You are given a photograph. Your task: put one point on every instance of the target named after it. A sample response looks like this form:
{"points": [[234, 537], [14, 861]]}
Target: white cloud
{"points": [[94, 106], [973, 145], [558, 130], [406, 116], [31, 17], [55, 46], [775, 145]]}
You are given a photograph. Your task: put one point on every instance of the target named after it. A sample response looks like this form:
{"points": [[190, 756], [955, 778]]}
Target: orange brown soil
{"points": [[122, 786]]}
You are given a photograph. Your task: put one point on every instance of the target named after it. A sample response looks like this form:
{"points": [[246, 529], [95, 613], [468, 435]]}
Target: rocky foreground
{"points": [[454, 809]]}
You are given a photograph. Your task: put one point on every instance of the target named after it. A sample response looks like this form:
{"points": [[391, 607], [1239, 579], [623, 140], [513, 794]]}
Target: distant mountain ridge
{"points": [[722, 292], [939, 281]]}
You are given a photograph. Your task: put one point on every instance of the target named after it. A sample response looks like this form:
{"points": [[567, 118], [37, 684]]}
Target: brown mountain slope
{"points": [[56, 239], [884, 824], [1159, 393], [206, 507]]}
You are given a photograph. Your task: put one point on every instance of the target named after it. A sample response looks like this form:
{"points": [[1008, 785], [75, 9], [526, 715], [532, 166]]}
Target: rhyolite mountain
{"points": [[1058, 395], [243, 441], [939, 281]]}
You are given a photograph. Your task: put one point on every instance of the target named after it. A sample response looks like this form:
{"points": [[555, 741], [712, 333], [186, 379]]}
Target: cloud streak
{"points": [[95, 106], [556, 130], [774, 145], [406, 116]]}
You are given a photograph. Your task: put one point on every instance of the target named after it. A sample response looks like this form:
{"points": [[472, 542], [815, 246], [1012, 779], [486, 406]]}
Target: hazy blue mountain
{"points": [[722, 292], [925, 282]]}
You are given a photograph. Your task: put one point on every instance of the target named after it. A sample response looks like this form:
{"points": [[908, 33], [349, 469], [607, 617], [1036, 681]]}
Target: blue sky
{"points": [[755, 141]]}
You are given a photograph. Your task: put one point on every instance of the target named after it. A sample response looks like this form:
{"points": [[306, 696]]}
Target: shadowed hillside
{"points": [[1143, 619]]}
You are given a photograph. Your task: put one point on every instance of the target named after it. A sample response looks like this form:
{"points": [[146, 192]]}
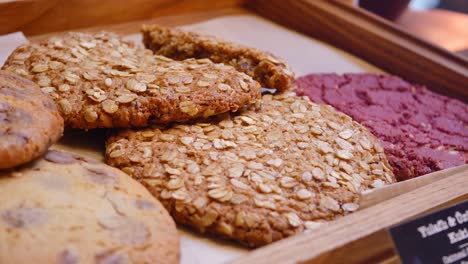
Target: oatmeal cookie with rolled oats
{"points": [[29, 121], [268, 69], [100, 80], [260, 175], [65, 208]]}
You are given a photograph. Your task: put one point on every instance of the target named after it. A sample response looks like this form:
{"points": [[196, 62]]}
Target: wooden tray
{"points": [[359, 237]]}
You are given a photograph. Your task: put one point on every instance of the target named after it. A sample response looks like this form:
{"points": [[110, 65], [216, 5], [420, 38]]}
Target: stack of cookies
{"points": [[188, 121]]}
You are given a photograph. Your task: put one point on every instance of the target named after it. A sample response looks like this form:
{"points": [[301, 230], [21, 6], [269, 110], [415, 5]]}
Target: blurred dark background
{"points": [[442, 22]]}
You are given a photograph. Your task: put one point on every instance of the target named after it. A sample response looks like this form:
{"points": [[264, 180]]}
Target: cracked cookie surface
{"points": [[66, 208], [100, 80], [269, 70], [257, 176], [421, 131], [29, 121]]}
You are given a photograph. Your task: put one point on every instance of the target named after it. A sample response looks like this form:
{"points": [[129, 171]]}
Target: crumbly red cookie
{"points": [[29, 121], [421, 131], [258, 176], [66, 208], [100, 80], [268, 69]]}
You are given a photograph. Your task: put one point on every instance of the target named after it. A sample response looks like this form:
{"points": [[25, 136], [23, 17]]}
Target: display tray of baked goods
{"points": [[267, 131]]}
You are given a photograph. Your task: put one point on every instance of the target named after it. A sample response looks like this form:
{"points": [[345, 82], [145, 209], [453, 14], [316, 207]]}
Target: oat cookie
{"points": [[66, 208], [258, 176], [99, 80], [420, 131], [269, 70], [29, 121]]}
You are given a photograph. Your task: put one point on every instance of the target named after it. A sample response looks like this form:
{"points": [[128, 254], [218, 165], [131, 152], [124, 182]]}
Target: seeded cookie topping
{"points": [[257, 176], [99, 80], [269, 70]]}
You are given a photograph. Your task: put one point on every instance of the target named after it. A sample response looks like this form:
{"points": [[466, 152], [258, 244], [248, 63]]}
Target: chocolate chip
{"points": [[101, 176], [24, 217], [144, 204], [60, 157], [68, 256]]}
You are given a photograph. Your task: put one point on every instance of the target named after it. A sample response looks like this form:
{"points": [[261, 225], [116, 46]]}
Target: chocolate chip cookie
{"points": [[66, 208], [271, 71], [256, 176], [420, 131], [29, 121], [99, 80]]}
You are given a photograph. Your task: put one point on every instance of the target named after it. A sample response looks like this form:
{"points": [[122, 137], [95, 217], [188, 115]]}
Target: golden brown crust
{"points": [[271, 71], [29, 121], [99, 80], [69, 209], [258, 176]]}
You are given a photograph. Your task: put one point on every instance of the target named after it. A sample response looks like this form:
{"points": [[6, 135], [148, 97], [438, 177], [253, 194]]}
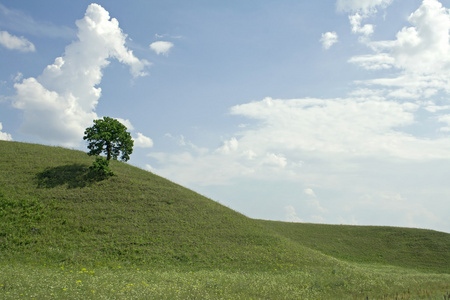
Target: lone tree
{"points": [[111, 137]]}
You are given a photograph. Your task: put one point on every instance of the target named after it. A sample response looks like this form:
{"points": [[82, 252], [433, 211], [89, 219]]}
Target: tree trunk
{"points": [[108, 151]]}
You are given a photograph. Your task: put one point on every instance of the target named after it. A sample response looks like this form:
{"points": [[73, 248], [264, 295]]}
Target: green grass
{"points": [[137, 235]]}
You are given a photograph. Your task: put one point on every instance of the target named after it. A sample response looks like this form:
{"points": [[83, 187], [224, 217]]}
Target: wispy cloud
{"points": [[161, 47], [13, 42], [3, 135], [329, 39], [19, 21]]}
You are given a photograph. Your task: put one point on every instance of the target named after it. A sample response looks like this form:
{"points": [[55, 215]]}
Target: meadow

—————

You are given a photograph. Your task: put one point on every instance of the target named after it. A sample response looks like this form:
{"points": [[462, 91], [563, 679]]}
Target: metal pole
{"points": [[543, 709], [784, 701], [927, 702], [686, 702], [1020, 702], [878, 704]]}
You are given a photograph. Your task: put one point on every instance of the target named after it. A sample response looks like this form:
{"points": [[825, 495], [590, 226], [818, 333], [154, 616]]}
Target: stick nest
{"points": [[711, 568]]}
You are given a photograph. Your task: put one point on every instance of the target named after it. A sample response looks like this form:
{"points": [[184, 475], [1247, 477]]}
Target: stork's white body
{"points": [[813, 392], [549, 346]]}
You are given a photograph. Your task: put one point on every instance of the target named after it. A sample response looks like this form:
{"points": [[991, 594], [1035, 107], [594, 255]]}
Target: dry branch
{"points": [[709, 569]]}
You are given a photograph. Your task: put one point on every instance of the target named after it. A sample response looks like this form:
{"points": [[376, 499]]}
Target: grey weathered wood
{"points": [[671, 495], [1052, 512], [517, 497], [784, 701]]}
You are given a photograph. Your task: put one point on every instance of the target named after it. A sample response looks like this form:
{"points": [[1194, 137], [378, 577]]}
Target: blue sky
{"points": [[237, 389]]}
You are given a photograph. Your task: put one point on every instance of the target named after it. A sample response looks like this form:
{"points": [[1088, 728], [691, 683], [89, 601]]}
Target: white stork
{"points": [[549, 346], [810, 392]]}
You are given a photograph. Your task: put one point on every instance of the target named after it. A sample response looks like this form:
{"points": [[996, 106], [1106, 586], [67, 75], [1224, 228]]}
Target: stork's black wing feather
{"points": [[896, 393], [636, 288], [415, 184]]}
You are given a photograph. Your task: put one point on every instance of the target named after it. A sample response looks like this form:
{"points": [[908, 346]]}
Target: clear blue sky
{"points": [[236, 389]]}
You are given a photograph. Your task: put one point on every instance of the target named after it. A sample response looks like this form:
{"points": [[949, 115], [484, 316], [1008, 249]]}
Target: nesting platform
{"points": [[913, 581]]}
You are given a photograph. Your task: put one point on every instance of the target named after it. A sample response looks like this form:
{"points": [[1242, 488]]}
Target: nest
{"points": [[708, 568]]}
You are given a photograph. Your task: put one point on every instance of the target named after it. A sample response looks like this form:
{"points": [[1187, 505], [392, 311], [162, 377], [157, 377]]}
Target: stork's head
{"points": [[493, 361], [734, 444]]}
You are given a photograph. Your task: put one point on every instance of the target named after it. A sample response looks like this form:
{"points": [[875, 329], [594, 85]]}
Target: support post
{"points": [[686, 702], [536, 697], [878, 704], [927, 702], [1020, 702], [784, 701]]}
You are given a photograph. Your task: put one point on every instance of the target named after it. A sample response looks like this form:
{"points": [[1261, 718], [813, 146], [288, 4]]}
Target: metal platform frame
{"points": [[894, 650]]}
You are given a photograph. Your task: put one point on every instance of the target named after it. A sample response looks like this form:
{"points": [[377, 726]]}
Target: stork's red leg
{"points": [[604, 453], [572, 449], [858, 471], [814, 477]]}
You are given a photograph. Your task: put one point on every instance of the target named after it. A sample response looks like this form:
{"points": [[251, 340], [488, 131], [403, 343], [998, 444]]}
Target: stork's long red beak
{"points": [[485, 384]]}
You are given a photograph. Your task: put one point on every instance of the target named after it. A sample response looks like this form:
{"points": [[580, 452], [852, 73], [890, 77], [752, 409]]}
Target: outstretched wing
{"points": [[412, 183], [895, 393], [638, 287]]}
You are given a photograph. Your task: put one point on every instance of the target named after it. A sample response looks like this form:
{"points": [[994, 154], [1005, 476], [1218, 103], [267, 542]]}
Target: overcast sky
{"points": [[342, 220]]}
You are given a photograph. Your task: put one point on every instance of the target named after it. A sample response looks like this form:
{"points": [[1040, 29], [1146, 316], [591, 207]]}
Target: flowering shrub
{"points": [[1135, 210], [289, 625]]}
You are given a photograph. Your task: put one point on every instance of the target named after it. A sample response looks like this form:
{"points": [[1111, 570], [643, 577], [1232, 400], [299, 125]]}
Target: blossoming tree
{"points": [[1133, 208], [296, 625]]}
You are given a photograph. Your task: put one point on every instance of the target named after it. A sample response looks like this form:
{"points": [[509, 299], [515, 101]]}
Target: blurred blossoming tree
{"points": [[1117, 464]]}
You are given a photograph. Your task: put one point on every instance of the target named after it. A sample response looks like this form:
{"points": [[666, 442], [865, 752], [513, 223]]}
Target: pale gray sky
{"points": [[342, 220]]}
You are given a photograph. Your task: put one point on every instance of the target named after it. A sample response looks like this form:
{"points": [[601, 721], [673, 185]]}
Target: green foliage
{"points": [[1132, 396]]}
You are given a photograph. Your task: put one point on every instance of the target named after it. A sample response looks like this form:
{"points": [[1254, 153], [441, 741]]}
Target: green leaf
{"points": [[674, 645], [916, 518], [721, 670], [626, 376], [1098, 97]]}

—————

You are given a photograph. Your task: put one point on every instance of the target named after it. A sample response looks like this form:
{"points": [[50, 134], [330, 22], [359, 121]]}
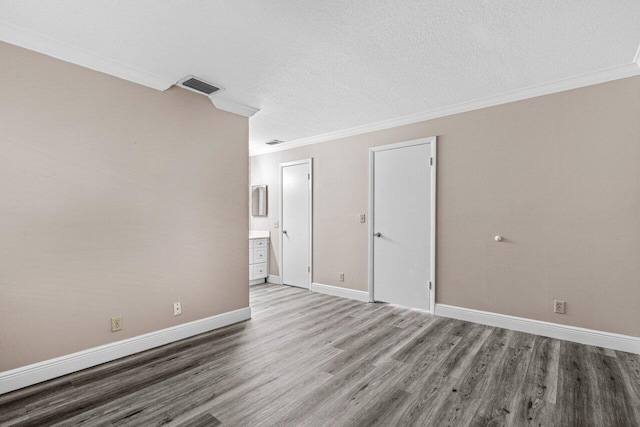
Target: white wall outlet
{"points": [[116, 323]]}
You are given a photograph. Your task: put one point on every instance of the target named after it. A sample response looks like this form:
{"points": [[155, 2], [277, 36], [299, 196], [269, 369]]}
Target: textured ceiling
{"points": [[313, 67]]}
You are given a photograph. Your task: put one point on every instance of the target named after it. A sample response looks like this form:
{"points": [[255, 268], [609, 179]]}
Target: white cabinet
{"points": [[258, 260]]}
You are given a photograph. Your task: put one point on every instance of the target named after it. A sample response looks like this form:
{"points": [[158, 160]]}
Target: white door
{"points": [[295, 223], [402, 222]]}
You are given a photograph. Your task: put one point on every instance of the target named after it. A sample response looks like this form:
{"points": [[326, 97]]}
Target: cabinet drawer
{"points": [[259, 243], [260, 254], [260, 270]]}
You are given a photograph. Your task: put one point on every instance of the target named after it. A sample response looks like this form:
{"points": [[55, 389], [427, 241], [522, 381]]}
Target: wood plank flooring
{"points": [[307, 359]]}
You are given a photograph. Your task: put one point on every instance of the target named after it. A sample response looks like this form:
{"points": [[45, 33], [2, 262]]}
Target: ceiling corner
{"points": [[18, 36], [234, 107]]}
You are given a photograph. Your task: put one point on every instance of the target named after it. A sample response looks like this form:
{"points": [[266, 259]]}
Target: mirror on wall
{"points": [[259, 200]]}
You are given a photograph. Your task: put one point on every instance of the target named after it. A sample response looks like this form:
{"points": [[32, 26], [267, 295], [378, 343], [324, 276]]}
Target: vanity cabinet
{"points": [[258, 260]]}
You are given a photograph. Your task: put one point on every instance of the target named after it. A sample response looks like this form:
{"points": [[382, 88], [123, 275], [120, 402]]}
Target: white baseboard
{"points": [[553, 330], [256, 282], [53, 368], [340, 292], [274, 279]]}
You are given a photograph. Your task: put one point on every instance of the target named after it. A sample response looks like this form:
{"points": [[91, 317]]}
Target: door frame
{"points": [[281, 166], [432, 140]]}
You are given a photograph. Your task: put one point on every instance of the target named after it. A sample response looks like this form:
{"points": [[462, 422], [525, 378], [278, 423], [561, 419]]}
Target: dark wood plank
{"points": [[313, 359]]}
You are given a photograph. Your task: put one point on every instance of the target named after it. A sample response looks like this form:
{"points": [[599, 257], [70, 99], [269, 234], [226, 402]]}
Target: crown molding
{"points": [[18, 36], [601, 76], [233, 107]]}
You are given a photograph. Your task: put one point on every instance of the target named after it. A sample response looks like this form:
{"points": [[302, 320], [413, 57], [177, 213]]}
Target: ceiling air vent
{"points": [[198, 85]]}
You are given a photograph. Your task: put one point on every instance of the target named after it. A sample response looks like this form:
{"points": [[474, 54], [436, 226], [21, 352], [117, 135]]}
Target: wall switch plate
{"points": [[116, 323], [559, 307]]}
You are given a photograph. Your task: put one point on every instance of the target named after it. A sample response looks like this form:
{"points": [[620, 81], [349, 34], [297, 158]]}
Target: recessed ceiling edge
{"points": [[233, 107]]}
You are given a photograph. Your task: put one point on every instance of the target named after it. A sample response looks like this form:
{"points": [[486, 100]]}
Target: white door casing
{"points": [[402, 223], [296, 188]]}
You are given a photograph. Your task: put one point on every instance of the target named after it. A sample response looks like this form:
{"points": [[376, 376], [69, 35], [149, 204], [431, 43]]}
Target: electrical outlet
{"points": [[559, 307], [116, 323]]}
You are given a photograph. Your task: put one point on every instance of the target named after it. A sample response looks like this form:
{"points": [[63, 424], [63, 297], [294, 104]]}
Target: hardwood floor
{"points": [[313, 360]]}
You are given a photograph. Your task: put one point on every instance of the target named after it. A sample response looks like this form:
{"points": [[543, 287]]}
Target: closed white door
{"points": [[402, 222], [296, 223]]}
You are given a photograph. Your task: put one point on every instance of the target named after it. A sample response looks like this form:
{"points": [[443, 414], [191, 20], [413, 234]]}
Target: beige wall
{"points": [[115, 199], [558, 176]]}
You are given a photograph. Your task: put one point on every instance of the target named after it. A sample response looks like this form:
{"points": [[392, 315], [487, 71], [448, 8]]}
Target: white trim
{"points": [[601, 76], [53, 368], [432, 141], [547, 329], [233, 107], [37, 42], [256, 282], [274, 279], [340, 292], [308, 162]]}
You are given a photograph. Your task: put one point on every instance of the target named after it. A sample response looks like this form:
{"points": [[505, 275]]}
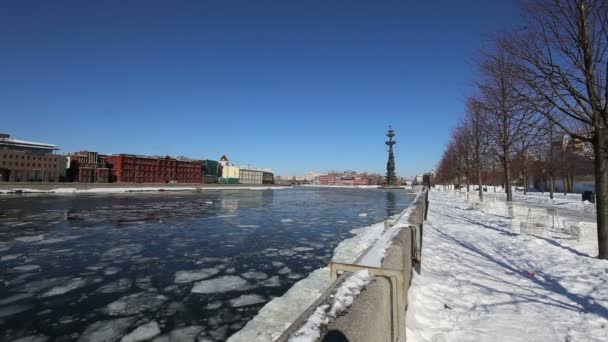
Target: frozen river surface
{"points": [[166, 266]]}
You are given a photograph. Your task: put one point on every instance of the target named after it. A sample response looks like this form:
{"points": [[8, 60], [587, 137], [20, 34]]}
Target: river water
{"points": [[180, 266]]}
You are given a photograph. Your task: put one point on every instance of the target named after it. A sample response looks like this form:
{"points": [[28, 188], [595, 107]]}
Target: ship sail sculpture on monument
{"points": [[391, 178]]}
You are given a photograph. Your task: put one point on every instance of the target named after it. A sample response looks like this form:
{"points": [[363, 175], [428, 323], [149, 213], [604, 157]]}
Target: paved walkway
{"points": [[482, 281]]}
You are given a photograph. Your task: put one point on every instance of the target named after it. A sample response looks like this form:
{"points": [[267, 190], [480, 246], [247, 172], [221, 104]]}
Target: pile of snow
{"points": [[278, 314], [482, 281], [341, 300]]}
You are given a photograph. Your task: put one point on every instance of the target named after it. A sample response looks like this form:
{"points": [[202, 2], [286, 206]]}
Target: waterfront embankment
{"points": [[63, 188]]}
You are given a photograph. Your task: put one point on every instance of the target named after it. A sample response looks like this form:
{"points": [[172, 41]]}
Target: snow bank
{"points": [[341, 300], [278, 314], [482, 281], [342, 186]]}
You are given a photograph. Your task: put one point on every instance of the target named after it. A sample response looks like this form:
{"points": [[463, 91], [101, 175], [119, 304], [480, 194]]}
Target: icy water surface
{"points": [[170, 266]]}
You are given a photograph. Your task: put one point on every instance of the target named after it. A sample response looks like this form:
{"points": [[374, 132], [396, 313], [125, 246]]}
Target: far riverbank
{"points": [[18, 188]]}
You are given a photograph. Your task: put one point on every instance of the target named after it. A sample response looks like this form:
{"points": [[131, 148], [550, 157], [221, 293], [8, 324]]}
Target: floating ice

—————

(WHAT TO DO)
Working from the material above, retype exactly the lines from the one with "Target: icy water surface" through the one with "Target: floating ice", both included, and only those lines.

(EXPECTED OUTPUT)
Target: icy water surface
{"points": [[170, 266]]}
You are given a photograph. Your task: put one point on every instance of the target named after it. A sample response looks like this form:
{"points": [[374, 132], [396, 313], [125, 246]]}
Target: far riverbank
{"points": [[18, 188]]}
You are given a photograph. Your task: put one point on every instance of the target named after it. A sample response looks like this form:
{"points": [[131, 148], [550, 157], [221, 293], [8, 324]]}
Target: floating ice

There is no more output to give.